RECORDS FOR PROCESSING section start

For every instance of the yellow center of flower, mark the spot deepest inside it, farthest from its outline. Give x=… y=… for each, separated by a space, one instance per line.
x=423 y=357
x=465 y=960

RECORDS FOR PROCESSING section end
RECORDS FOR PROCESSING section start

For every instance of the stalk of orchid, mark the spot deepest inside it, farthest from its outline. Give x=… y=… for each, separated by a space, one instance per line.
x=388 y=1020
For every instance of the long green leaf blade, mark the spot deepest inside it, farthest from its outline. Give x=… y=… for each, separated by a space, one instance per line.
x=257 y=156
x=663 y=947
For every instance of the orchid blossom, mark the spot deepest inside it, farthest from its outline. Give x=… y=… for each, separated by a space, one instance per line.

RECORDS FOR PROCESSING section end

Where the data above reaches the line holding "For every instance of the stalk", begin printing, and stop after the line holding "For every instance of the orchid". Each line must be reproduced exactly, with nothing else added.

For every instance of the stalk of orchid, mark the spot deepest inside it, farthest from its outline. Give x=… y=… for each, separated by a space, one instance per line.
x=388 y=1020
For every instance of the long green leaf blade, mark the spot deepest inside it, farthest from its outline. Give x=… y=… for each, separated by a space, one instance per line.
x=257 y=156
x=663 y=947
For every instance of the orchid blossom, mark the spot deepest inside it, farthest from its outline. Give x=… y=… for each, separated by a space, one instance per line.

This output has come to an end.